> **Passage given**:
>>>>>
See <a href="https://mlflow.org/docs/latest/registry.html" target="_blank">the MLflow docs</a> for more details on the model registry.


### Registering a Model

The following workflow will work with either the UI or in pure Python.  This notebook will use pure Python.


Train a model and log it to MLflow.

In [0]:
import mlflow
import mlflow.sklearn
import pandas as pd
from sklearn.ensemble import RandomForestClassifier
from sklearn.metrics import roc_auc_score
from sklearn.model_selection import train_test_split
from mlflow.models.signature import infer_signature

white_wine = pd.read_csv("/dbfs/databricks-datasets/wine-quality/winequality-white.csv", sep=";")
red_wine = pd.read_csv("/dbfs/databricks-datasets/wine-quality/winequality-red.csv", sep=";")

red_wine['is_red'] = 1
white_wine['is_red'] = 0

data = pd.concat([red_wine, white_wine], axis=0)

# Remove spaces from column names
data.rename(columns=lambda x: x.replace(' ', '_'), inplace=True)

high_quality = (data.quality >= 7).astype(int)
data.quality = high_quality

data.reset_index(drop=True,inplace=True)
data.drop

train, test = train_test_split(data, random_state=123)
X_train = train.drop(["quality"], axis=1)
X_test = test.drop(["quality"], axis=1)
y_train = train.quality
y_test = test.quality

train, test = train_test_split(data, random_state=123)
X_train = train.drop(["quality"], axis=1)
X_test = test.drop(["quality"], axis=1)
y_train = train.quality
y_test = test.quality

n_estimators = 100
max_depth = 5

rf = RandomForestClassifier(n_estimators=n_estimators, max_depth=max_depth)
<<<<<
> **What to do**:
Which of the two options does the model registry notebook above say it will use for the registration workflow?

Records:
>>>>>
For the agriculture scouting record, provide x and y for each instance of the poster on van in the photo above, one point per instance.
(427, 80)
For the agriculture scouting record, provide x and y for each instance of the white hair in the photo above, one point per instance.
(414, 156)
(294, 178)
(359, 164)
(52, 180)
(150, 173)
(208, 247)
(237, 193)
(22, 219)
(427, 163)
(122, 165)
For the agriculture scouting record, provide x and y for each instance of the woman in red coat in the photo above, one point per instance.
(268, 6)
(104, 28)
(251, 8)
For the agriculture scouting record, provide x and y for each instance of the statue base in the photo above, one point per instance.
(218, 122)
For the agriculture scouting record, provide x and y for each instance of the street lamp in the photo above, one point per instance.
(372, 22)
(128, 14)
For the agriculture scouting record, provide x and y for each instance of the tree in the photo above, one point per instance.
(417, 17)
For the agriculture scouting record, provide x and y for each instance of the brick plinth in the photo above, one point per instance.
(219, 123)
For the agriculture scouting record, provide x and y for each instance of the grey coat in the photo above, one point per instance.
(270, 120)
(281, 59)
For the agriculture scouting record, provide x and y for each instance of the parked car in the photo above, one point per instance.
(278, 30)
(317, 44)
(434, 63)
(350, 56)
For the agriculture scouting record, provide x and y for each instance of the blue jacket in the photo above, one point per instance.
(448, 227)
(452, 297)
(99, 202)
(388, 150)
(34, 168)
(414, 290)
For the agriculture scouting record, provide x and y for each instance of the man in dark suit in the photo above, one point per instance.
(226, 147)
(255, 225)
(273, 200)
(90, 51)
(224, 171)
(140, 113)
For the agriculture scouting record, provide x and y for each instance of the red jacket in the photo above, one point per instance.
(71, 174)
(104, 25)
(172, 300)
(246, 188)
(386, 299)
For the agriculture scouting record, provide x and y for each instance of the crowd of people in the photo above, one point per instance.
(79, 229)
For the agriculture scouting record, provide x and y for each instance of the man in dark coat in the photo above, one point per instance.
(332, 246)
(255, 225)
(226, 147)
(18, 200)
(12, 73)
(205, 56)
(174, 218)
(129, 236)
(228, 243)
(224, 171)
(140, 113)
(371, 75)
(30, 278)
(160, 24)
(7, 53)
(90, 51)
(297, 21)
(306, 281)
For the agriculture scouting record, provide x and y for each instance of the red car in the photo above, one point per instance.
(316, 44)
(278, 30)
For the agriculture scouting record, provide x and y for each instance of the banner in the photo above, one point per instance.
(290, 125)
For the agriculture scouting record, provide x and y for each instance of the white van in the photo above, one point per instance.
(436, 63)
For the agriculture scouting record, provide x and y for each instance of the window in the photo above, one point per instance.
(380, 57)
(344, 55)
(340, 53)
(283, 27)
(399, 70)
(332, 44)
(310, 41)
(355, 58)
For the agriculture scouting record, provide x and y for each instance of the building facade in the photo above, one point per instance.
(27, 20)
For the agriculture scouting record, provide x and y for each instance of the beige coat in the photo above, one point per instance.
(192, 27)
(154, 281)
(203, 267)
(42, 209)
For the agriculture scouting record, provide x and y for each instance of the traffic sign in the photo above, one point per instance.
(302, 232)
<<<<<
> **Exercise answer**:
Pure Python.